THE TASK:
For this exercise, write out exactly the lines of the material from the one containing "Expected: one point per instance of the person" through the end, both ends included, and nothing more.

SUPPLIED MATERIAL:
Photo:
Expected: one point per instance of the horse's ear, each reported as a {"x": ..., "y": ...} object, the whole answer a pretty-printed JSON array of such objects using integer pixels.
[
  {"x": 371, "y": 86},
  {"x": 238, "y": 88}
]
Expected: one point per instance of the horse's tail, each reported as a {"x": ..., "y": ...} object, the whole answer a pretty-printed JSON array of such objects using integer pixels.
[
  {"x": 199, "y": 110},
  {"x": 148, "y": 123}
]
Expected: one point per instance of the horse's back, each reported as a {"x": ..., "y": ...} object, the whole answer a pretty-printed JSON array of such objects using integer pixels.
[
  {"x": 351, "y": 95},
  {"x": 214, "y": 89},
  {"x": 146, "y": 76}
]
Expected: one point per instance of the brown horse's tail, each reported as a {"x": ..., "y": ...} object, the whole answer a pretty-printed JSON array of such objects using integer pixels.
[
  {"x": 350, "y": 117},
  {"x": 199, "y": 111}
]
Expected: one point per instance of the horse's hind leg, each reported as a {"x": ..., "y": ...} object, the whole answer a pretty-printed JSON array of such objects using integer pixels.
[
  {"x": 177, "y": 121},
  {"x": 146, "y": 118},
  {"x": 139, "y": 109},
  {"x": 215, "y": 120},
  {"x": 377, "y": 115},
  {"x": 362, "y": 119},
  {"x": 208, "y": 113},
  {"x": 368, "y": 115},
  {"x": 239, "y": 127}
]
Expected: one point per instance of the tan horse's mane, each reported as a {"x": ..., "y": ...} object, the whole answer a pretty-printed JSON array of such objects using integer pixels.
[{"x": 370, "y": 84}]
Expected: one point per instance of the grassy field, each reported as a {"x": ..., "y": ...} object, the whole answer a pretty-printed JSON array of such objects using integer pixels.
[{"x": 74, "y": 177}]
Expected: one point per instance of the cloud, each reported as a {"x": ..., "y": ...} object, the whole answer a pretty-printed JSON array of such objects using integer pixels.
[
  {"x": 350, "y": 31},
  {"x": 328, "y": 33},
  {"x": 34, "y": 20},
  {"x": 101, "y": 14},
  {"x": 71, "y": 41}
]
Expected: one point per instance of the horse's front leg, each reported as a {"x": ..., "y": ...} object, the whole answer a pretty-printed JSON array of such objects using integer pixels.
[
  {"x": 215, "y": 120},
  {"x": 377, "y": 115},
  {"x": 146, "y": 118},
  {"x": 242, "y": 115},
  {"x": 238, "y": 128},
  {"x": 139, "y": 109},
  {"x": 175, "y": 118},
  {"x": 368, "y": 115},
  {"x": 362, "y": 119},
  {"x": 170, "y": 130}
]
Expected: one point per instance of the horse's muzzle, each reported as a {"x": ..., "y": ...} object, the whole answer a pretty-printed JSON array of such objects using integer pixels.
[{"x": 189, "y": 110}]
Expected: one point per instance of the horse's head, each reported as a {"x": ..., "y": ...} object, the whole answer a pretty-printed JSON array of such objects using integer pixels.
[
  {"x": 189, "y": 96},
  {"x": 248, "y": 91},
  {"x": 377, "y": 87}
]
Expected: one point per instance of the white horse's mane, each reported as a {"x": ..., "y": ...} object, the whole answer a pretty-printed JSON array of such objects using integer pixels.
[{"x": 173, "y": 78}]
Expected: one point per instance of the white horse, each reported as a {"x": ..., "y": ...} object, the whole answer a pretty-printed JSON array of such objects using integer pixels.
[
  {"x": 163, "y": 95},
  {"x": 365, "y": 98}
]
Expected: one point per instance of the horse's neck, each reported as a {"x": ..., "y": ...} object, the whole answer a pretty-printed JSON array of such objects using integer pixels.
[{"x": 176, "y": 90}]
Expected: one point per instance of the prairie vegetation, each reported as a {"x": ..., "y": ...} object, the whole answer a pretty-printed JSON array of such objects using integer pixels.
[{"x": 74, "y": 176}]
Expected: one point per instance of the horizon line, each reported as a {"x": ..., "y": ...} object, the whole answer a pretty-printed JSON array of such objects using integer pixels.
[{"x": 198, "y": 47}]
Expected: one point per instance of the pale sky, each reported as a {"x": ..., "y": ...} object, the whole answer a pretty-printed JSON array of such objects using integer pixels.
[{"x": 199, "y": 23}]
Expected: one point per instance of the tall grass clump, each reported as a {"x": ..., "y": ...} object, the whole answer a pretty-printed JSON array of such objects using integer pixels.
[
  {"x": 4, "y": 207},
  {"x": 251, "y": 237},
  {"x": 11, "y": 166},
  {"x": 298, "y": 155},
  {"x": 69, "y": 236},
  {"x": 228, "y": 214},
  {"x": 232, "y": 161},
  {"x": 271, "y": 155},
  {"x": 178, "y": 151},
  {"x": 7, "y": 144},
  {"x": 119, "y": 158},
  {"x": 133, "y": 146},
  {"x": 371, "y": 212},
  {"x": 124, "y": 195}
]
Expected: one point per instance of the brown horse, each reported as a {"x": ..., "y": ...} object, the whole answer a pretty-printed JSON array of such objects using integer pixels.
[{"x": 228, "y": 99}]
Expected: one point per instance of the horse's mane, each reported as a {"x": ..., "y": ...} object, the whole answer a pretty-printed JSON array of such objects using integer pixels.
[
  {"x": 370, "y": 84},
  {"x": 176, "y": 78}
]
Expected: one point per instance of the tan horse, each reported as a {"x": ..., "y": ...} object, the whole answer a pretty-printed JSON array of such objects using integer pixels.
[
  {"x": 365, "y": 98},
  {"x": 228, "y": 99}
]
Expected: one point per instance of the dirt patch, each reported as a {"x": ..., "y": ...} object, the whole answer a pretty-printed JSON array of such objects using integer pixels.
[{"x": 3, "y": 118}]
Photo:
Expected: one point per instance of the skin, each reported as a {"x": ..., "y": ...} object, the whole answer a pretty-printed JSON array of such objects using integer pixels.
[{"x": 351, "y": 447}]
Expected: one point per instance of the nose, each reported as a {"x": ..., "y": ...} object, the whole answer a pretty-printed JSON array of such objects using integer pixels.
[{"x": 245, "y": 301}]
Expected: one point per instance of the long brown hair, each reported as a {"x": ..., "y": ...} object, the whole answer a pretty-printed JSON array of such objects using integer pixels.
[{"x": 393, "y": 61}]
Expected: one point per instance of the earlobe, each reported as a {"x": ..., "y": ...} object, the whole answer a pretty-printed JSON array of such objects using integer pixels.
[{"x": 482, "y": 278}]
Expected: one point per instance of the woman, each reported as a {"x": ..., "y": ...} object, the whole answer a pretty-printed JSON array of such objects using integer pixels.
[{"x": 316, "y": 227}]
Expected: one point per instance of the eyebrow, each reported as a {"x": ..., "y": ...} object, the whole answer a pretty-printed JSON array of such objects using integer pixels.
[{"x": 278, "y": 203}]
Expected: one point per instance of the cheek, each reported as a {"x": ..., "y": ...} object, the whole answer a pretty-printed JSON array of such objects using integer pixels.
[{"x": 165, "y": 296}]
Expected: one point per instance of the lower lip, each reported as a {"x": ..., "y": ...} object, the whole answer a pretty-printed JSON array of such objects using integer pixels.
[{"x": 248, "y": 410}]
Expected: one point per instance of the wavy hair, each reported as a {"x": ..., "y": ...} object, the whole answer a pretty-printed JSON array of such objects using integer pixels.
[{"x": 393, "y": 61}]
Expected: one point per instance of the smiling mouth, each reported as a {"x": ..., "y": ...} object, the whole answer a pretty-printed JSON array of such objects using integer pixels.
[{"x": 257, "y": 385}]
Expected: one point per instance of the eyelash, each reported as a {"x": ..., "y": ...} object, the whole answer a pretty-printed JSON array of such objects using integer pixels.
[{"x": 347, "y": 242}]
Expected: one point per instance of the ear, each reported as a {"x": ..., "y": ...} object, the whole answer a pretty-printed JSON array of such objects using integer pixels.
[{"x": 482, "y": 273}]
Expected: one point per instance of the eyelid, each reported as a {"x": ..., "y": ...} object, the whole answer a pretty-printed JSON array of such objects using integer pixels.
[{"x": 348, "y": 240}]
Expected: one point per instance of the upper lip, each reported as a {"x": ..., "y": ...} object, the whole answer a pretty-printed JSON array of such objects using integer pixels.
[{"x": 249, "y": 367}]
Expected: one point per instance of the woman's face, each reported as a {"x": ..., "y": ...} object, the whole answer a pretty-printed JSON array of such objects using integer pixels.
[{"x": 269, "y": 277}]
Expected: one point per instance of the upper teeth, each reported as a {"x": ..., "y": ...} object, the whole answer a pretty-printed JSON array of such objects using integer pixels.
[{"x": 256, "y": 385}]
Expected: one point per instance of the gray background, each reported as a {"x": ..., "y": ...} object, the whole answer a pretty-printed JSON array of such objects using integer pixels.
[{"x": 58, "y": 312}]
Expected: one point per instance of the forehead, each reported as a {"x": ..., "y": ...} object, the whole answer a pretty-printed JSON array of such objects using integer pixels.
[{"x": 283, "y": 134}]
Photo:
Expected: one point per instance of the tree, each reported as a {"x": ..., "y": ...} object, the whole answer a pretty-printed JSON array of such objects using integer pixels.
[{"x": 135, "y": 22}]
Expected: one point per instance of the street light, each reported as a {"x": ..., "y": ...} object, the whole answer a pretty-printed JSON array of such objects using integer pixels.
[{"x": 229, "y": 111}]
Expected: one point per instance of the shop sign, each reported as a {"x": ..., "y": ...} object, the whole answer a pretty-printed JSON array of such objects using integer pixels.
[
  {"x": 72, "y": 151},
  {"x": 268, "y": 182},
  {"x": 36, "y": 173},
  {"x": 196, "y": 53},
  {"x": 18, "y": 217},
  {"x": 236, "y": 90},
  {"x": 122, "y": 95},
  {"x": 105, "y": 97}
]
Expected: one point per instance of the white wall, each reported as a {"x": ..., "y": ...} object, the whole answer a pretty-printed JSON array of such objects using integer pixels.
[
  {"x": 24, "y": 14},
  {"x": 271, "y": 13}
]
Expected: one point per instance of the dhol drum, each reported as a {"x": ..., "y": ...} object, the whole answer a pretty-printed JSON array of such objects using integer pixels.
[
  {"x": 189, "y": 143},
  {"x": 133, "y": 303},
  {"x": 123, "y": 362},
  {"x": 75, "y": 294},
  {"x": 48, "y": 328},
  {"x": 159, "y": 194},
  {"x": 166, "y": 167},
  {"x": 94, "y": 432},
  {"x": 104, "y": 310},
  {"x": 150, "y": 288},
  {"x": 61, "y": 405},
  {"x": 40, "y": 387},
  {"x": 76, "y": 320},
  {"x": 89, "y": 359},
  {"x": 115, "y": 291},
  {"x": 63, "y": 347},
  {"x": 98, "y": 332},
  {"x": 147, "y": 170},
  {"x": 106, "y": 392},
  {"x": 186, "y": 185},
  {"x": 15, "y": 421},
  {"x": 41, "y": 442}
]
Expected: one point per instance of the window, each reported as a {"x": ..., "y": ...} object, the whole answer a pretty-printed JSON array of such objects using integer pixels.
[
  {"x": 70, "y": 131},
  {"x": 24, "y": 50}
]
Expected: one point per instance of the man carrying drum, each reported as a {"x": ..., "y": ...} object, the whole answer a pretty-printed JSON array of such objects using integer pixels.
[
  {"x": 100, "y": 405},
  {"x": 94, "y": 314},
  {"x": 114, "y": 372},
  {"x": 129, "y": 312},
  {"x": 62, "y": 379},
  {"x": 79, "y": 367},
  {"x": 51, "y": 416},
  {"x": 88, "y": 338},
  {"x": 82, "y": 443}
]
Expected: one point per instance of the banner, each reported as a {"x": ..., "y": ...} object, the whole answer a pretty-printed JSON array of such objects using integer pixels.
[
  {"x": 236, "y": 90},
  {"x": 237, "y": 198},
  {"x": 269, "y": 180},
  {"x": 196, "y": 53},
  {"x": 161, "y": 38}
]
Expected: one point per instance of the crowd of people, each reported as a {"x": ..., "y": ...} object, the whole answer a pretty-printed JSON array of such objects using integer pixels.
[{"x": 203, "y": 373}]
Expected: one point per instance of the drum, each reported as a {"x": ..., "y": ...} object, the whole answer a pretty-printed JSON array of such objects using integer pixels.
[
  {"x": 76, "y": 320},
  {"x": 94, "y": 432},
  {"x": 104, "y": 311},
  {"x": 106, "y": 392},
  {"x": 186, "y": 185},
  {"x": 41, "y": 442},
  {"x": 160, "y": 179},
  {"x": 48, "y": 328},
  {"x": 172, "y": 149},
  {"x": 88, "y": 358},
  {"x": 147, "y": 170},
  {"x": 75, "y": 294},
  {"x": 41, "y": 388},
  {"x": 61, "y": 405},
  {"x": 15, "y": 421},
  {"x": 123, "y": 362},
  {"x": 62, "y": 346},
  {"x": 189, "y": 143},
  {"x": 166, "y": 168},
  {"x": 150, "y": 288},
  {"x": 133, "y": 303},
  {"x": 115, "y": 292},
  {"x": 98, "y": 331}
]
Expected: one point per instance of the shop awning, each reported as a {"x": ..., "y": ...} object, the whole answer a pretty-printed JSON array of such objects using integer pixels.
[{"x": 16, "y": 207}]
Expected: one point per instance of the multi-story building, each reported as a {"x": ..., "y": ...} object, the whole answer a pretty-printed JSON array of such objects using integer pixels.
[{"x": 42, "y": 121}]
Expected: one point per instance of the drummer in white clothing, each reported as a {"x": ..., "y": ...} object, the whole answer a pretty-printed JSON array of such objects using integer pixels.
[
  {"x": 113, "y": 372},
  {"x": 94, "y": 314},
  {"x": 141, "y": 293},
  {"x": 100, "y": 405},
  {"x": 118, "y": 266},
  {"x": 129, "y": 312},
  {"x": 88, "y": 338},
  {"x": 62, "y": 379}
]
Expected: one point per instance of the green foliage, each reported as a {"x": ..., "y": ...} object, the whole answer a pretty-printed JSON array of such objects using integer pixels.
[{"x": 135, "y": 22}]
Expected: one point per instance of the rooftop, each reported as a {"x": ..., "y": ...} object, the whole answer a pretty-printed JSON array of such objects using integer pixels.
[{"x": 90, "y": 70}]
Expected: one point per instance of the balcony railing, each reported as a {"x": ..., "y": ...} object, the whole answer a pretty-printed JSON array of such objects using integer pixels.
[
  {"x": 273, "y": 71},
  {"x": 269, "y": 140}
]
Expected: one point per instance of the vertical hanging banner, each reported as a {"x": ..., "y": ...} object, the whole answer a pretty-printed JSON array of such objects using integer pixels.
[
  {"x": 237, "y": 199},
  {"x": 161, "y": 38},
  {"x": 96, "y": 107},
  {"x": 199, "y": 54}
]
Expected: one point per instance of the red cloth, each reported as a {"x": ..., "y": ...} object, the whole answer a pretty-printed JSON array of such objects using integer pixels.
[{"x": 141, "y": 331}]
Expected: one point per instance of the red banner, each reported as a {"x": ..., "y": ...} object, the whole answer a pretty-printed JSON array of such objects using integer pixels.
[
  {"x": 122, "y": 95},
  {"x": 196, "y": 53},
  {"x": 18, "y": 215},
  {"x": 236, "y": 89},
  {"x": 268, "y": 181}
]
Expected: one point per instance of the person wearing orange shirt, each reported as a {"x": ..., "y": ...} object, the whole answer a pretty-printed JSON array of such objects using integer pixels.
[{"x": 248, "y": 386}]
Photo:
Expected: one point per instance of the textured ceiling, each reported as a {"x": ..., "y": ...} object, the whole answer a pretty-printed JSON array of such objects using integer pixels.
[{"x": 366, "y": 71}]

SOLVED EXERCISE:
Expected: one point per instance of the person wearing orange shirt, each reported as a {"x": ..., "y": ...} object, the whole answer a pretty-printed JSON array of such objects using integer pixels.
[{"x": 248, "y": 386}]
Photo:
Expected: one point per instance of the textured ceiling, each reported as a {"x": ..., "y": ...} object, the whole answer a pretty-printed JSON array of such objects using integer pixels.
[{"x": 366, "y": 71}]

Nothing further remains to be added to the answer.